(Excerpts from a location annotation dataset)
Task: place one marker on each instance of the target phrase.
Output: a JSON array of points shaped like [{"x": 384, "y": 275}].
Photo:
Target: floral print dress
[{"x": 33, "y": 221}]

◆ **Work required**
Transcribe every line of the entries above, character for character, leaving nothing out.

◆ **Correct response**
Task: place one marker on each instance of the target phrase.
Output: a JSON array of points shaped like [{"x": 384, "y": 275}].
Photo:
Target: floral print dress
[{"x": 33, "y": 221}]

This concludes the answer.